=== Work to be completed ===
Below are records; output exactly the lines from the one with "Practice step: put one dot on the melted" through their final line.
* * * * *
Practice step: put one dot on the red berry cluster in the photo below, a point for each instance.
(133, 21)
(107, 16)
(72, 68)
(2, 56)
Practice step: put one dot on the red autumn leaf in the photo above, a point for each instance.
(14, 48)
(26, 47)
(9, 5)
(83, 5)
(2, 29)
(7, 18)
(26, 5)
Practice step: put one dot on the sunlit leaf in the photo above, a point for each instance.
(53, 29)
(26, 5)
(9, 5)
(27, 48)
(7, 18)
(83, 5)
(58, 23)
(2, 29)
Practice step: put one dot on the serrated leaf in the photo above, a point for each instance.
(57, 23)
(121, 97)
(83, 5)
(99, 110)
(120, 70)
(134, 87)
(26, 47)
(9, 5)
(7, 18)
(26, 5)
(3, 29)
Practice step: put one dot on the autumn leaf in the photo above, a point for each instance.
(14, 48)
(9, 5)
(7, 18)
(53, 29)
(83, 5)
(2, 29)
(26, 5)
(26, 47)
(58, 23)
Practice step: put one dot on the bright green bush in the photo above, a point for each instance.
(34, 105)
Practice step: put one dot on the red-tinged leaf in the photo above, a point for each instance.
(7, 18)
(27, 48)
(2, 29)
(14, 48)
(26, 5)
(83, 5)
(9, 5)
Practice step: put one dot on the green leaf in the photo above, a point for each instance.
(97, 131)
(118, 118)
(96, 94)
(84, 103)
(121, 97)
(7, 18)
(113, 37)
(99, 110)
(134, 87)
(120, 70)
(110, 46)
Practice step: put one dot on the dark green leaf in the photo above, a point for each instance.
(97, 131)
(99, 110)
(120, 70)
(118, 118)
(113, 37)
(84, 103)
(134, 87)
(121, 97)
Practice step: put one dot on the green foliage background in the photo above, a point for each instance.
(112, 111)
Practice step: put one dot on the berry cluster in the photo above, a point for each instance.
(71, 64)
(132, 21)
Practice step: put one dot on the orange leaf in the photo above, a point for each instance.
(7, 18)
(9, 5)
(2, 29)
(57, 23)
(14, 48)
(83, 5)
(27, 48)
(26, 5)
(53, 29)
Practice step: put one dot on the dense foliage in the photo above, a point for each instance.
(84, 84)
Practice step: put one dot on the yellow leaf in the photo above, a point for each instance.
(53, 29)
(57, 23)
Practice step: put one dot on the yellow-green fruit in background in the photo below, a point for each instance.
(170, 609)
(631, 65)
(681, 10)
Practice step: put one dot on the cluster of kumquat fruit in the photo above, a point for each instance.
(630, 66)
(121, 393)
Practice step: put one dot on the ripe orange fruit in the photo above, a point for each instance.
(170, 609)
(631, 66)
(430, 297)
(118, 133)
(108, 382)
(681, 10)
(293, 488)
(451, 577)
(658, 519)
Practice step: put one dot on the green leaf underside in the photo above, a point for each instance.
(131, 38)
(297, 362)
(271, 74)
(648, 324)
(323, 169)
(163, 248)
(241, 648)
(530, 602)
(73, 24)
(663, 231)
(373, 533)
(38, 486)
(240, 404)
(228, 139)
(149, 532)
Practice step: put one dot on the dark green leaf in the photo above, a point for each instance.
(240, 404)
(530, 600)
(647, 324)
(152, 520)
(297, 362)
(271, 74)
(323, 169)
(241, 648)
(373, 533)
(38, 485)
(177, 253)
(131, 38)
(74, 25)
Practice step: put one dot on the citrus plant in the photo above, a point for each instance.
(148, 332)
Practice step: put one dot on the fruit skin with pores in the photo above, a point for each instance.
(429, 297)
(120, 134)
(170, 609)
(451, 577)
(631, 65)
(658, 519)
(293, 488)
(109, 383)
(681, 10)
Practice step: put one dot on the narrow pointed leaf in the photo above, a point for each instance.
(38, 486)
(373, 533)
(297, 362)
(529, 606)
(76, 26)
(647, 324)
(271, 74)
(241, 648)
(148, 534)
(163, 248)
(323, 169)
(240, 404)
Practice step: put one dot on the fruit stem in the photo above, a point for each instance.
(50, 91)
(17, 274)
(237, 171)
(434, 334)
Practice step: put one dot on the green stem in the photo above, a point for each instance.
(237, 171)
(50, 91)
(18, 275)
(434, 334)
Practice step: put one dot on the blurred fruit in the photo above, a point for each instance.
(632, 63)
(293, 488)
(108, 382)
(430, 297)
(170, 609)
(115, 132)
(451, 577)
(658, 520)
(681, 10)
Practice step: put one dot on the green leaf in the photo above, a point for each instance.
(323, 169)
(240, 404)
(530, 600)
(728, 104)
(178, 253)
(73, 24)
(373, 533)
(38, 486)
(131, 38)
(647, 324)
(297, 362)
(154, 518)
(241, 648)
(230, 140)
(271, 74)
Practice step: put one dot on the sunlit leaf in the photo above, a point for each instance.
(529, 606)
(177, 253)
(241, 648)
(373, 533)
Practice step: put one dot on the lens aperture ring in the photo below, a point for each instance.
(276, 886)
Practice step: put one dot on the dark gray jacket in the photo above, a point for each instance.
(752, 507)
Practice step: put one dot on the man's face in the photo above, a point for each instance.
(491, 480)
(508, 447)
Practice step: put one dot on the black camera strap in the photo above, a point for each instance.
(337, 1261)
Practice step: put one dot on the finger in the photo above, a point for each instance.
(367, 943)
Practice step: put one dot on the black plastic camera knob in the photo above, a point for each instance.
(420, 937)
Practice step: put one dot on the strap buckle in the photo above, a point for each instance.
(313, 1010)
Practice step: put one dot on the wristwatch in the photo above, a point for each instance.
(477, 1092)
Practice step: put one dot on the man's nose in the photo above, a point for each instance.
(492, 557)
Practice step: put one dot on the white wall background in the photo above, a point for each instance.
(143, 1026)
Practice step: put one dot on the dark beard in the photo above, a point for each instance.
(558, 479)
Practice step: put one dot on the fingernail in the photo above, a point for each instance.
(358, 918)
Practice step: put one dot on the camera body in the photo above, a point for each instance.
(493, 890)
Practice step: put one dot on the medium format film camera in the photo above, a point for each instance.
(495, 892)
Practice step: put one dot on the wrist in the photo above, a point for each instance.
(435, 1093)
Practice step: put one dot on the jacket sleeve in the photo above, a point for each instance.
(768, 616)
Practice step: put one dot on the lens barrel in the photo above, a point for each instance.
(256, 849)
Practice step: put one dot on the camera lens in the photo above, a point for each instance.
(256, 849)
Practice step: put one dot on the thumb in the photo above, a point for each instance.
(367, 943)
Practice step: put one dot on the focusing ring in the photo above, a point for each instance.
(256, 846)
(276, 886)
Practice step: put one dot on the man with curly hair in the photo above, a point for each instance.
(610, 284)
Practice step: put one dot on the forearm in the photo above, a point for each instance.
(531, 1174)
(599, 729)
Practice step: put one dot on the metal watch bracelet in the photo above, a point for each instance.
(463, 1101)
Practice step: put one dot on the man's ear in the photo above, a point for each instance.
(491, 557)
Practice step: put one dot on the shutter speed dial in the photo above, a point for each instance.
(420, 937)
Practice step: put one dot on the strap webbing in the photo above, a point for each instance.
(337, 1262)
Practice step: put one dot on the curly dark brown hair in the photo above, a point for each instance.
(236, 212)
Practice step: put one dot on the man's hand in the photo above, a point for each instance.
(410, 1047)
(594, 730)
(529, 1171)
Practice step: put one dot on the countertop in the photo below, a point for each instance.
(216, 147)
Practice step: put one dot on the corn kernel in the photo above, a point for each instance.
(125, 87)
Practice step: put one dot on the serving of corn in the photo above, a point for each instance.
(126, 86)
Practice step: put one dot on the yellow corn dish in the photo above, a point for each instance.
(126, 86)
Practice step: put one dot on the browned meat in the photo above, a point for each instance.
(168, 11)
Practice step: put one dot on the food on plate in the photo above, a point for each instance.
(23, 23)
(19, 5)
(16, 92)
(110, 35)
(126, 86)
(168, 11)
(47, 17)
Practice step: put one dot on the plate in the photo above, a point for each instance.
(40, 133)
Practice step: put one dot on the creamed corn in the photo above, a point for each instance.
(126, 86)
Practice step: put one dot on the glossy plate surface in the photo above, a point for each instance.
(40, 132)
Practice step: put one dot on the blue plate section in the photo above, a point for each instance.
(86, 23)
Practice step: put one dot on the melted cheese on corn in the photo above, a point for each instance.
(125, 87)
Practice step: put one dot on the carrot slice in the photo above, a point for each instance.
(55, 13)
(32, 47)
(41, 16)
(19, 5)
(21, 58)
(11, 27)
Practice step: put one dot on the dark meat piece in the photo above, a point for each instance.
* * * * *
=== Reply to the exercise ===
Practice step: put one dot on the melted cheese on corn in the photo above, a point for each instance.
(125, 87)
Practice step: put one dot on the carrot slice in the photo above, a point for each instance.
(55, 13)
(32, 47)
(41, 16)
(19, 5)
(21, 58)
(11, 27)
Practice step: put one dot on the dark meat piece in the photo above, a point for each instance.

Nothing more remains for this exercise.